*** Block opens ***

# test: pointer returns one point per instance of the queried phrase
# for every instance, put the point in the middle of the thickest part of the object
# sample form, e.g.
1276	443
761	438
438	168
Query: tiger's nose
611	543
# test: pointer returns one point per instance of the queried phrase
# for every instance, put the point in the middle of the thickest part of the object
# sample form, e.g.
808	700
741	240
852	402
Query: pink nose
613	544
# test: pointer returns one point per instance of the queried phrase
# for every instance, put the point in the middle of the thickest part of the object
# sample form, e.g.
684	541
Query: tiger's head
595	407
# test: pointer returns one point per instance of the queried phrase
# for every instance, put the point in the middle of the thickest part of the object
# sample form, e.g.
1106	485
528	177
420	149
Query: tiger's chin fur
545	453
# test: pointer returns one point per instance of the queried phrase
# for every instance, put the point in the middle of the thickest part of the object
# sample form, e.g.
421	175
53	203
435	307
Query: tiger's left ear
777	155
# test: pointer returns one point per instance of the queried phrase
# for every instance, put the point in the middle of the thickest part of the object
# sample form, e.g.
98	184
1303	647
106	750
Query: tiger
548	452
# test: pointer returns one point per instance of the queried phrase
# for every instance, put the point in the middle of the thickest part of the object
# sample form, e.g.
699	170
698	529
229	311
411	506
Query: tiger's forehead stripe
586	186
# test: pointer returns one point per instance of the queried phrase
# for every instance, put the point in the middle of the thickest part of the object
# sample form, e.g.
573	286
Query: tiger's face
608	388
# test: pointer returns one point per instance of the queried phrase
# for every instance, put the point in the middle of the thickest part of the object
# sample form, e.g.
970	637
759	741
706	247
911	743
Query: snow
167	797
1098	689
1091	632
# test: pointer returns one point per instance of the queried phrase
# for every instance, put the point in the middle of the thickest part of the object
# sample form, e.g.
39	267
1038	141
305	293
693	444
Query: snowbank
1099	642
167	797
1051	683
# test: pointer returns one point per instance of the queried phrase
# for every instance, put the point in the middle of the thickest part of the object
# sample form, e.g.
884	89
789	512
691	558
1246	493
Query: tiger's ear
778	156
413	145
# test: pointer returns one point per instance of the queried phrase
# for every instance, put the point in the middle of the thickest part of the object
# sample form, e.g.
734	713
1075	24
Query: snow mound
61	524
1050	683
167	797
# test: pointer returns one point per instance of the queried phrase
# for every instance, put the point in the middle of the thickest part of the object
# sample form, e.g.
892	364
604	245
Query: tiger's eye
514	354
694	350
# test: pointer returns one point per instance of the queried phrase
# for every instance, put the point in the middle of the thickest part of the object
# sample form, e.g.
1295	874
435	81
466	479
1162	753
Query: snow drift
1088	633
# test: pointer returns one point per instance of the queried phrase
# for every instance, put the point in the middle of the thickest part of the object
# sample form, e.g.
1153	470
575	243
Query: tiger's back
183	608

*** Block closes ***

Work item: The answer should consist of all the lines above, retyped exactly.

Answer to this exercise:
# test: pointer returns one point per instance of the queried phrase
# for every instance, put the point in the middle of the thickest part of the object
# sample form, e.g.
1276	443
761	438
438	168
Query: tiger's nose
611	543
# test: pointer returns one point per instance of the queried phrase
# for every instance, put the point in the middle of the thickest part of the object
# sample form, e.g.
808	700
741	240
852	402
Query: pink nose
613	544
# test: pointer returns one point per instance of the queried phrase
# for every instance, put the point in the middle of the thickest part of the object
# sample form, e.g.
684	541
Query: tiger's head
595	407
# test: pointer returns one point per instance of the queried phrase
# for every instance, put the point in the middle of the thickest part of the object
# sample form, e.g.
1106	485
528	177
420	149
Query: tiger's chin fur
545	453
# test: pointer returns one point per instance of the queried phrase
# for every instance, put the point in the middle of the thickest part of the object
# sample form, e.g.
421	175
53	203
435	307
Query: tiger's left ear
777	155
# test: pointer returns one point per instance of the queried phrase
# for every instance, put the point in the middle of the thickest part of the object
# sample form, e.g.
98	184
1303	647
106	750
Query: tiger
548	452
# test: pointer returns one point per instance of the queried phrase
# for every instance, put the point in the middle of the thickest part of the object
# sample form, e.g.
699	170
698	529
229	311
411	506
Query: tiger's forehead stripe
586	186
# test: pointer returns one point per instance of the queried phrase
# for every instance, put the point in the middle of the thickest part of the object
# sample form, e.g.
573	286
Query: tiger's face
608	388
# test: pointer returns one point per instance of the queried phrase
# for every instance, put the point in the middle of the thickest part of the object
# sample form, e.g.
970	637
759	741
706	247
911	743
Query: snow
167	797
1098	689
1091	632
# test: pointer returns one point per instance of the queried phrase
# for every instance, put the point in the middle of the thickest part of the object
# sample form, e.g.
39	267
1038	141
305	293
693	444
Query: snowbank
1099	642
167	797
1051	683
# test: pointer returns one point per instance of the queried phrase
# for every instance, put the point in the middle of the thickest part of the object
# sample form, e.g.
884	89
789	512
691	558
1246	493
Query: tiger's ear
778	156
413	145
# test: pointer returns one point per instance of the queried phrase
# for every instance, put the point in the middle of the thickest part of the object
# sample form, e.g.
734	713
1075	24
Query: snow mound
61	524
1050	683
167	797
# test: pointer returns one point per instance of the queried phrase
# for every instance, put the point in the middle of the thickest part of the object
# sample form, e.g.
892	364
604	245
Query: tiger's eye
514	354
694	350
# test: pointer returns one point per instance of the queried phrase
# for every instance, put the point in the middle of the thickest part of the object
# sample form, e.g.
1295	874
435	81
466	479
1162	753
Query: snow drift
1088	633
# test: pointer returns one point per instance of the queried phrase
# for every instance, put the point in the middle of the thickest part of the object
# sample form, e.g.
1153	470
575	243
Query: tiger's back
183	608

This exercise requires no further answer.